Harlan Ellison
Shatterday
Acknowledgments
When the time comes to assemble the indicia matter for one of my books I am invariably astonished at how many dear friends, wise sources and dedicated readers have lent their encouragement, store of obscure facts, concern and, sometimes, homes in aid of the creation. To sum them without naming them, to say, “You know who you are,” would be to demean their invaluable gifts at precisely the moment I needed them. And so, with your indulgence, a compendium of worthy heurists, with love and thanks: Isaac Asimov; Haskell Barkin; Keith Berwick; Victoria Bolles; Ben Bova; Jacques Brel; Ed Jack Danon; Richard Delap; Bill Desmond; Leo & Diane Dillon; George Alec Effinger; Lori Ellison; Audrey & Ed Ferman; Stacy Franchild; Kelly Freas; Kenneth L. Gross; Jim Harmon; Fred Harris & Carole Hemingway of KABC-AM, Los Angeles; Gary Hoppenstand; the Iguanacon committee of the 36th World Science Fiction Convention; Walter Koenig; Shelley Levinson; Edward London; Barry Malzberg; Lydia Marano; Sheryl Dichter Martin; Terry Martin; Vincent McCaffrey & the staff of the Avenue Victor Hugo Bookstore, Boston; Thomas F. Monteleon; Michael Moorcock; Jonathan Ostrowski; Tom Owen; Ms. Eusona Parker; Sue Pounds & the staff of The Portobello Hotel, London; Charles Ryan; Mary David Sheiner; Robert Silverberg; Julie Simmons; Linda M. Steel; Leslie Kay Swigart; and with greater sense of loss than I can convey, to the memory of Victoria Chen Haider, my editor at Playboy, who dies on 25 May 1979 in the crash of a DC-10 in Chicago.
Jim Blish once dedicated a book to me.
He did other things for me:
He introduced me to the music of Charles Ives, to the taste of Vander Flip, to the urgency of avoiding the said-bookism, to the concept of the watershed, to the pleasures of Indo-Ceylonese food.
He taught me the value of uncompromising literary criticism and the absolute necessity for perfect grammar, and I try, Jim, God knows I try. But the most indispensable lessons he taught were how badly I could write when I wasn’t paying attention, and how I could be king of the world when I did the work with love and courage.
Jim is gone now, but for all that, and for much more, this progress report, this book, with respect and friendship, for
Fear is implanted in us as a preservative from evil; but its duty, like that of other passions, is not to overbear reason, but to assist it. It should not be suffered to tyrannize in the imagination, to raise phantoms of horror, or to beset life with supernumerary distresses.
Introduction: MORTAL DREADS
With a touch of quiet pride the Author states that he has watched the Johnny Carson Show only once in his life. (The single blot on an otherwise exemplary record occurred when I was pressed, one night, into sitting through consummate dreariness to reach the moment when Robert Blake, a friend of many years even though he’s an actor, was to sit and talk to Orson Welles, one of my heroes despite his hawking of inferior commercial wines. It was a moment I wish had been denied me. Bob, a good and decent and talented man, clever, witty and articulate, perhaps driven mad by the fame and cheap notoriety of having become a television cult hero for several seasons, proceeded to insult Mr. Welles in a manner I suppose he thought was bright badinage. It was a maleficent spectacle in overwhelming bad taste, culminating in Bob’s passing a remark about Mr. Welles’s girth.

PROBLEM A: Reproduce the records word for word, from their first line through the line with "column 166, row 302", and leave the pictures out.

DATA TO PROCESS:
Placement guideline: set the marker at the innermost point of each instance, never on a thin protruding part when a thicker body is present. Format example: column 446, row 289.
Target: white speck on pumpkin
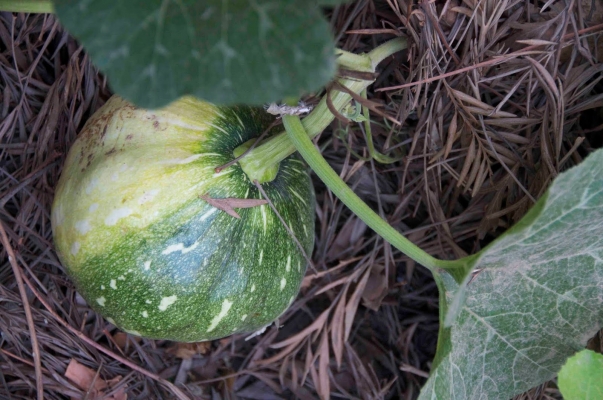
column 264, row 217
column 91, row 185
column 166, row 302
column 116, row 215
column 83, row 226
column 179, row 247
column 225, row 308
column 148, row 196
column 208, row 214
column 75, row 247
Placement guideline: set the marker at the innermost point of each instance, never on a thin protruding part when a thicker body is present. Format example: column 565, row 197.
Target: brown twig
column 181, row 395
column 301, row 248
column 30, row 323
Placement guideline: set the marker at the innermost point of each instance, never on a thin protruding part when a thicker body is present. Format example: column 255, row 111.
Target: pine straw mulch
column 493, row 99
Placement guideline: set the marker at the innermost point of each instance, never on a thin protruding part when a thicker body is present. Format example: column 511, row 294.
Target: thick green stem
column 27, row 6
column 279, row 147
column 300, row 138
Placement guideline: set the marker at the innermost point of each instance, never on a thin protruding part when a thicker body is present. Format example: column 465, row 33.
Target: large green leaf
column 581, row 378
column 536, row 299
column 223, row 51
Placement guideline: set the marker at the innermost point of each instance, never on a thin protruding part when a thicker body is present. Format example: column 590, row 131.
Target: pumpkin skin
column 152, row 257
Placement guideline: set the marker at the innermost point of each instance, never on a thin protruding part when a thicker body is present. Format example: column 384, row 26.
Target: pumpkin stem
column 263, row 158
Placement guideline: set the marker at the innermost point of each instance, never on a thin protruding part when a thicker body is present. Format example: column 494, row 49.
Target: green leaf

PROBLEM B: In the Shatterday front matter, whose music did Jim Blish introduce the author to?

WRITTEN SOLUTION A:
Placement guideline: set the marker at the innermost point of each instance, never on a thin protruding part when a thicker body is present. Format example: column 446, row 289.
Target: white speck on pumpkin
column 264, row 217
column 91, row 185
column 166, row 302

WRITTEN SOLUTION B: Charles Ives